→ EXERCISE
Please copy the last part of the entries exactly: the line that has "the black dog walking" and every line up to and including the end, nothing more.

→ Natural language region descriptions
══════════
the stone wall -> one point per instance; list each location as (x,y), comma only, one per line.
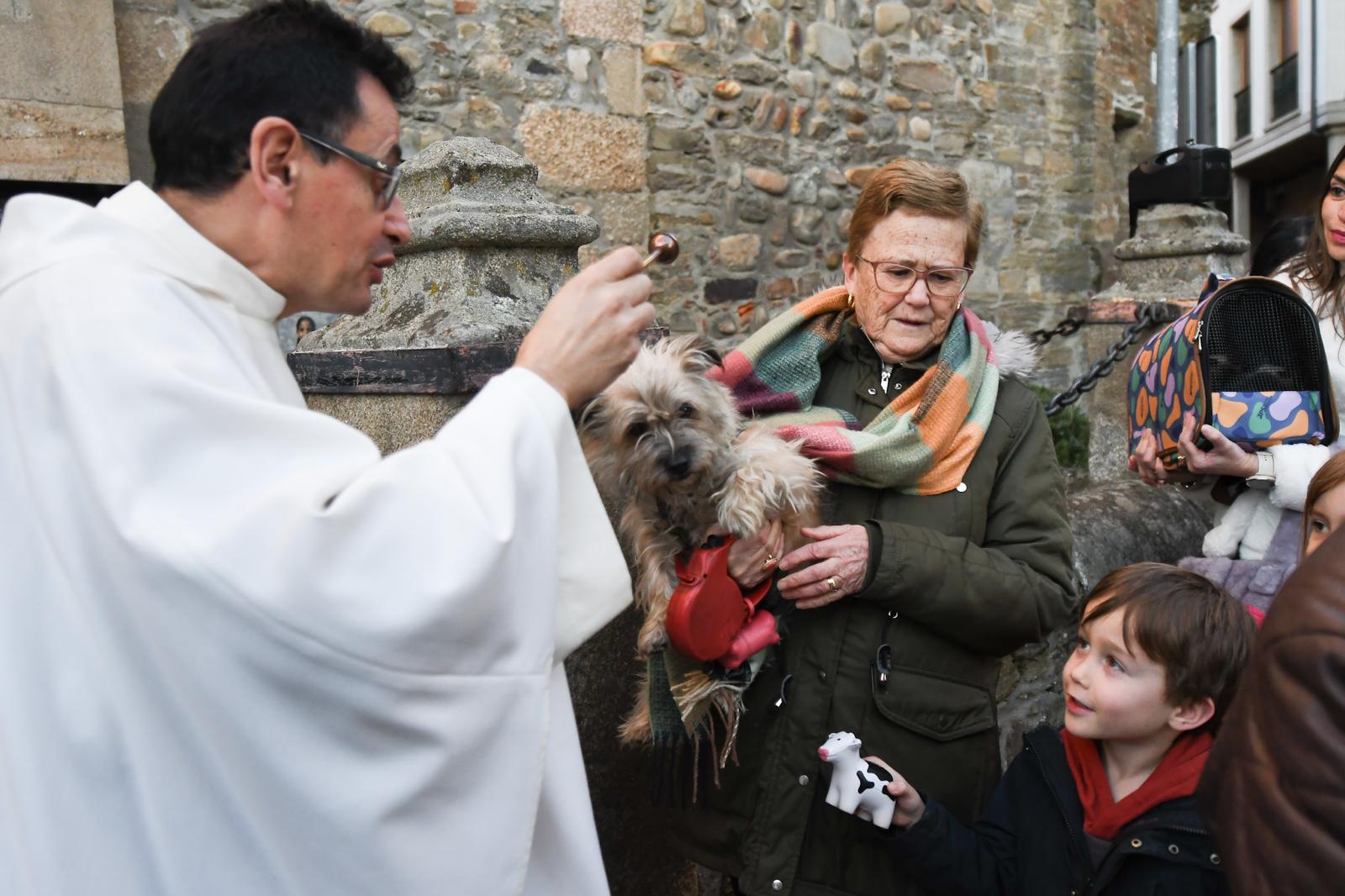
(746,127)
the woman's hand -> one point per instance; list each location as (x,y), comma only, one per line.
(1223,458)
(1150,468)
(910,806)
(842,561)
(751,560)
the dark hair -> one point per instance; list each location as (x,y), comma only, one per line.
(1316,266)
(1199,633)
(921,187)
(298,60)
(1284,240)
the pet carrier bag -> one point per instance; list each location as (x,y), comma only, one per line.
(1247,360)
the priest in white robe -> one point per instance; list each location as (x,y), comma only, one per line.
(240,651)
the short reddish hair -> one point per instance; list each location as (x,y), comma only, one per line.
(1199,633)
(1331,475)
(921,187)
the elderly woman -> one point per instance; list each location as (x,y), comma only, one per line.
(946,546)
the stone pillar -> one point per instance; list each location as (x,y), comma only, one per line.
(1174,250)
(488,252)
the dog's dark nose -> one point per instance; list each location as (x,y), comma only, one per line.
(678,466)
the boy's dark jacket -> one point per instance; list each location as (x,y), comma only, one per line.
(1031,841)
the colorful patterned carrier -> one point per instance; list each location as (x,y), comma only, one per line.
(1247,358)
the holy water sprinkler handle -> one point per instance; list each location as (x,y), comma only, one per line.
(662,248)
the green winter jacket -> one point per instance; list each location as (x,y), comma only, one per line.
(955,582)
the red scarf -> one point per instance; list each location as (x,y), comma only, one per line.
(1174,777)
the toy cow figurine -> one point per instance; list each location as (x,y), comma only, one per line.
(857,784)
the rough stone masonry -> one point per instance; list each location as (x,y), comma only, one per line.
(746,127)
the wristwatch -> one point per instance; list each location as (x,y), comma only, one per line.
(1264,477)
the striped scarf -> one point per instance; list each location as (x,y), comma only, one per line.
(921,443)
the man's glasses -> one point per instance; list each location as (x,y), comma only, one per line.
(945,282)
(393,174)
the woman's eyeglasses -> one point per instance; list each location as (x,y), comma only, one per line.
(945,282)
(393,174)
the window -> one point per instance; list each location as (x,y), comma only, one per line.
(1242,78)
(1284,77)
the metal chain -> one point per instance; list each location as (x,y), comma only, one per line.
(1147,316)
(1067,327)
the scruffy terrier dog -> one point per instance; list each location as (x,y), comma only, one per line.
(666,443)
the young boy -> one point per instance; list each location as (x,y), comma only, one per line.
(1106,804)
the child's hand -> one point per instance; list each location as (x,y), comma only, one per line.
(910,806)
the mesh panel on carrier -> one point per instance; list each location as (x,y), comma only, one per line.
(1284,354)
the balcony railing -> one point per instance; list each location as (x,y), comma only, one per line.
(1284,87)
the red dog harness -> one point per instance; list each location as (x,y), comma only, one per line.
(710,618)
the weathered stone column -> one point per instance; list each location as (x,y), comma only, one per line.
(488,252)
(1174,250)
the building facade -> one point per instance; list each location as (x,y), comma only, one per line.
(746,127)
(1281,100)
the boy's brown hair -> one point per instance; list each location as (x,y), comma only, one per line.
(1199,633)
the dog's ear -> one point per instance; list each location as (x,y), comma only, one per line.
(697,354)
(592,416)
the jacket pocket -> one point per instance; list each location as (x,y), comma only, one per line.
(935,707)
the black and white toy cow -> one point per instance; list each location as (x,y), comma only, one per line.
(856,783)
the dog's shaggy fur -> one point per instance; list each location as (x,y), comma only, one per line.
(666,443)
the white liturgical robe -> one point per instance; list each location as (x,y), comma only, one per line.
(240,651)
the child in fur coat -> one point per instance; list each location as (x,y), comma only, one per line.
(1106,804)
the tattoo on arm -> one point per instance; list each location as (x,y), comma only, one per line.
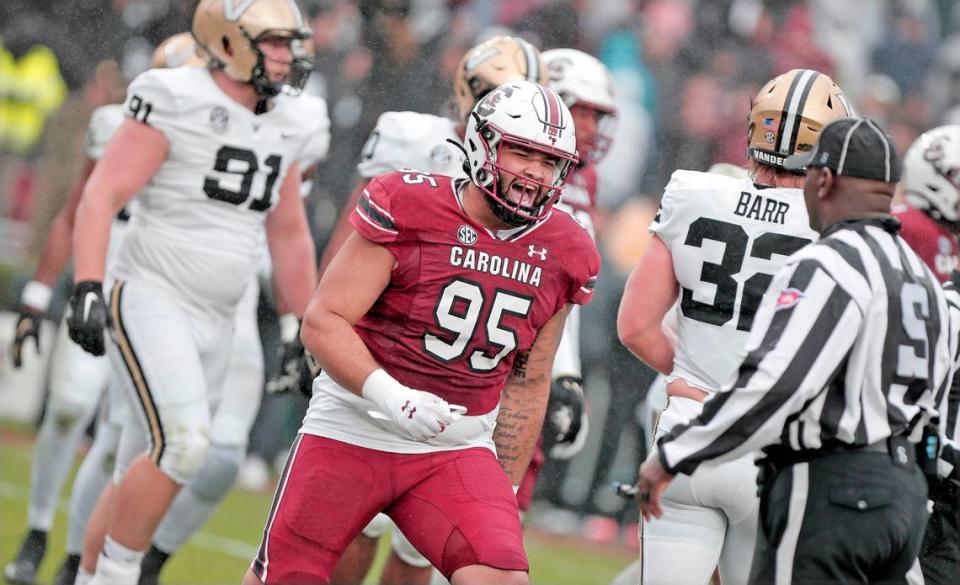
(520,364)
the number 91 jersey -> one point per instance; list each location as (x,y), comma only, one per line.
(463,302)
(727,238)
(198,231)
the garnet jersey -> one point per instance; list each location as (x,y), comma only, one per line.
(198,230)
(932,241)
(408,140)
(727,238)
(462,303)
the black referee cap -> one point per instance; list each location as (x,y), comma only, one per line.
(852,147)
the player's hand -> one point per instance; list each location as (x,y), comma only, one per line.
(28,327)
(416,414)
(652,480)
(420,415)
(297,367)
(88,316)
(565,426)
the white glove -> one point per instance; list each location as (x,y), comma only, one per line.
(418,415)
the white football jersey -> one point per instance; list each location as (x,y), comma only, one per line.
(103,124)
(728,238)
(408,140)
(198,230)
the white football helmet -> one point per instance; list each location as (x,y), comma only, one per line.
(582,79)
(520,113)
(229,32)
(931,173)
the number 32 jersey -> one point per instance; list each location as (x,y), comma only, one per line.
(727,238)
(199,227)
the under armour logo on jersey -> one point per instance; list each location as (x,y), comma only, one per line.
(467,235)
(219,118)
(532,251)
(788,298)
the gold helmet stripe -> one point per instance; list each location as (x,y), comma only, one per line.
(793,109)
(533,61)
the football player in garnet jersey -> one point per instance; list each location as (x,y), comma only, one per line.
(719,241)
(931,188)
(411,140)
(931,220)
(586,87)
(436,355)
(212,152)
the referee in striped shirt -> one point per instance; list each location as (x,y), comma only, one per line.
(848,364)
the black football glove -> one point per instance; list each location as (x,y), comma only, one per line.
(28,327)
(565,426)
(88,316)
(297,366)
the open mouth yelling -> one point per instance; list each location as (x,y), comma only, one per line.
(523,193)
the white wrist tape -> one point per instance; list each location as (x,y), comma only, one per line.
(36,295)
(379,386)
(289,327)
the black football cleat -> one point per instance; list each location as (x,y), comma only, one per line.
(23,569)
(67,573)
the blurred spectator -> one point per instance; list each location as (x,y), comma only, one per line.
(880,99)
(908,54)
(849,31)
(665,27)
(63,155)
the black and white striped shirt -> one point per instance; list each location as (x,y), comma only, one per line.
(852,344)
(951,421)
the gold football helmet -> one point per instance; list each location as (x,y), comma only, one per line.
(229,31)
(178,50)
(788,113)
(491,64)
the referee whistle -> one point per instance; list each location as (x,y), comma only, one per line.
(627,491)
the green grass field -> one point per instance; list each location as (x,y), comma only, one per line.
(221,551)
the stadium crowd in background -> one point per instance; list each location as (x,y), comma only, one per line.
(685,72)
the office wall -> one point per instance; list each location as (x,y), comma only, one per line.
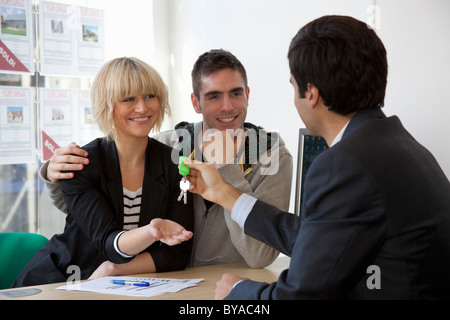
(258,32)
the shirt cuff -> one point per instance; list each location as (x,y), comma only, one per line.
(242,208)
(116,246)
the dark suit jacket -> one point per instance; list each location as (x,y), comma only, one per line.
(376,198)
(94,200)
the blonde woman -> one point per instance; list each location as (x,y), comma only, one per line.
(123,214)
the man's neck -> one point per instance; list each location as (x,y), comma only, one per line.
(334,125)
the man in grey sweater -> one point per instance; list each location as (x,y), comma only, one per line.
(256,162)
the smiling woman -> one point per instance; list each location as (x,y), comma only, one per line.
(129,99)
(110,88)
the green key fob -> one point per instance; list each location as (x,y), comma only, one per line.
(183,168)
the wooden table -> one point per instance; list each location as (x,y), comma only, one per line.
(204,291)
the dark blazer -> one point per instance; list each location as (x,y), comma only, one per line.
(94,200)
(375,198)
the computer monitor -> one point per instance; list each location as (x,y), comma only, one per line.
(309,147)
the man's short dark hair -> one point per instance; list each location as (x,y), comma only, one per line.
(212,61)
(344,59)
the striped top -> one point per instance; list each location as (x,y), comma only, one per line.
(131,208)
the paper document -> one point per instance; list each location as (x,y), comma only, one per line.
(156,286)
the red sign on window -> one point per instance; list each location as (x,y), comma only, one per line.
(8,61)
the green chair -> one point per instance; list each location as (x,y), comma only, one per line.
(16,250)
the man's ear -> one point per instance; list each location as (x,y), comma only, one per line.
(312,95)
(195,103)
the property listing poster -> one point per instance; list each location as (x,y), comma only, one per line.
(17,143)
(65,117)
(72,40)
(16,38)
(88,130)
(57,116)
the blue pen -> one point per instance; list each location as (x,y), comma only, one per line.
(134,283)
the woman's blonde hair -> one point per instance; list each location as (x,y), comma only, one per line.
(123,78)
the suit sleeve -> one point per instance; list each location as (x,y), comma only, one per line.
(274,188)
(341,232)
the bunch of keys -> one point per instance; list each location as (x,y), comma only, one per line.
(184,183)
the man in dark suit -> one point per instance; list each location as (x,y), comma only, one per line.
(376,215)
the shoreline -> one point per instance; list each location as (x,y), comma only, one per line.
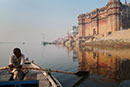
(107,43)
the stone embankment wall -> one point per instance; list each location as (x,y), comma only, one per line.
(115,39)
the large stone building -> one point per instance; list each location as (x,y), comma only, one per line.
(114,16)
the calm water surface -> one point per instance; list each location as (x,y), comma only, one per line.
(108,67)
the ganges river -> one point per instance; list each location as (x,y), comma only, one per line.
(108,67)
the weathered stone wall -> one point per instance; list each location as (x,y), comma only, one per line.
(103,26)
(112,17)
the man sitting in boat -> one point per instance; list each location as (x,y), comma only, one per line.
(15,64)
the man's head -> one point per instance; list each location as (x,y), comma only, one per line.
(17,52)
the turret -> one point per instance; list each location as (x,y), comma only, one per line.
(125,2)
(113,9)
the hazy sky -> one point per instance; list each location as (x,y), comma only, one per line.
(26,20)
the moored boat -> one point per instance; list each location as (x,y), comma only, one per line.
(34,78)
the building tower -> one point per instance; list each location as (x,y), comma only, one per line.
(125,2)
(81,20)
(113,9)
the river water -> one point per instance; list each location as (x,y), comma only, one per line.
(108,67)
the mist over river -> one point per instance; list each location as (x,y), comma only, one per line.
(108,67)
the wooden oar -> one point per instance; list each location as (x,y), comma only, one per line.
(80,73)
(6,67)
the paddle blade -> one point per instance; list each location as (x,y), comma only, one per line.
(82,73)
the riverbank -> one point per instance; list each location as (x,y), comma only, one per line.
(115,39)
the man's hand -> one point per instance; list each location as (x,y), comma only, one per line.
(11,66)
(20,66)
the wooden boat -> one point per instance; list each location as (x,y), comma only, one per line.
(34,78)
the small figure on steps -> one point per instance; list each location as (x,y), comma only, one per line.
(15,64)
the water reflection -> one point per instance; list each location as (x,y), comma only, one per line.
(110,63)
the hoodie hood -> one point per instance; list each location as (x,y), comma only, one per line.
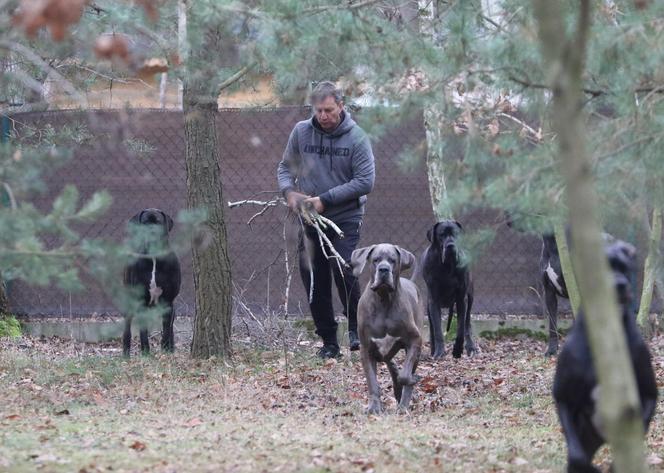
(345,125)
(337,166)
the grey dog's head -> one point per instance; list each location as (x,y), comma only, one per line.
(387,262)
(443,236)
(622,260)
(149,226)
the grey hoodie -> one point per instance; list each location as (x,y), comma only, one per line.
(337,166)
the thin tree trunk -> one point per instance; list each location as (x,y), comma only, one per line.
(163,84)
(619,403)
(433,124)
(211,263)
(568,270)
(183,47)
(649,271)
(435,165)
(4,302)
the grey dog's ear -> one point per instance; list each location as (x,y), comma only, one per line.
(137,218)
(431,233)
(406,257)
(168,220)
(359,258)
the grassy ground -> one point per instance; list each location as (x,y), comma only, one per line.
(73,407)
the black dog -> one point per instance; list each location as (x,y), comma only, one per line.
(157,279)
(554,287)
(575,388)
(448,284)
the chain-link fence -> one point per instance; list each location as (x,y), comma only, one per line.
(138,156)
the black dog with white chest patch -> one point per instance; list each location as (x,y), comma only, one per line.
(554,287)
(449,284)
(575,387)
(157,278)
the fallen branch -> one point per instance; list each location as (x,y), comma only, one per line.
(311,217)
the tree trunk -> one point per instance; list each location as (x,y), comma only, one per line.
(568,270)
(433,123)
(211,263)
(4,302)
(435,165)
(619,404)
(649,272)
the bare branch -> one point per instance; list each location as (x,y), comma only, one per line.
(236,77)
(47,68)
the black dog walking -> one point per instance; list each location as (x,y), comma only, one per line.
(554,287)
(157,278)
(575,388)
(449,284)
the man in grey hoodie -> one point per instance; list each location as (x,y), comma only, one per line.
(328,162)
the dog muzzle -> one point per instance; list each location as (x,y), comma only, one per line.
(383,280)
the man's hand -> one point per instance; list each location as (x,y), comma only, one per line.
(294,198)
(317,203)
══════════
→ OUTPUT FOR THIS TASK
the black dog walking -> one point per instance; list each location as (x,y), comma only, one per line.
(554,287)
(157,278)
(575,388)
(449,284)
the man in grey hoodie -> one point per instance; list each location as (x,y), comma only, one per line.
(328,162)
the dog muzzle -> one point per instance; list each location as (x,y), comma only, one per line.
(383,280)
the man's hand -> one point per instance; list each location as (x,y), comma only, one per line.
(294,198)
(317,203)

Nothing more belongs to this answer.